#### Goal
Rewrite every item below, swapping "innermost" for "central" and keeping everything else the same. Leave out the pictures.

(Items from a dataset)

[Start]

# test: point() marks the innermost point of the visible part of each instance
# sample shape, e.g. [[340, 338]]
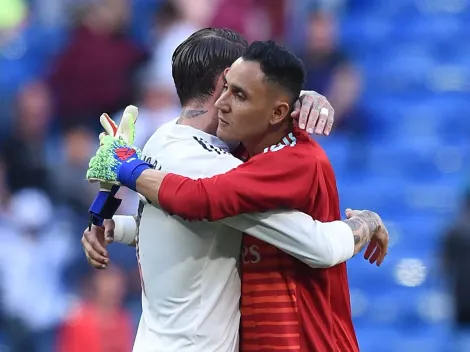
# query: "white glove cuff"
[[125, 230]]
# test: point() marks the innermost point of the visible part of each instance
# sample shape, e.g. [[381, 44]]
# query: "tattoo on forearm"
[[363, 226], [192, 113]]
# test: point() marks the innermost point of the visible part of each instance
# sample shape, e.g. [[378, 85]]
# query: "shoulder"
[[295, 151]]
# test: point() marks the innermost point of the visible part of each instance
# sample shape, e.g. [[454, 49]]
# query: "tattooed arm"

[End]

#### Written solution
# test: point() marks the central point of the visible part of each instance
# sample shape, e.g. [[340, 338]]
# query: "white glove cuff"
[[125, 230]]
# test: point() marks the central point of the visible part of each instance
# sample shape, e.g. [[381, 44]]
# query: "tattoo on forearm"
[[363, 226], [192, 113]]
# test: point() marks the central point of the visible part of each instance
# sample shape, e.g. [[378, 85]]
# query: "shoulder"
[[295, 151]]
# test: point() marks the central point of the visible part of each instance
# sample shape, e.g. [[454, 49]]
# query: "tattooed arm"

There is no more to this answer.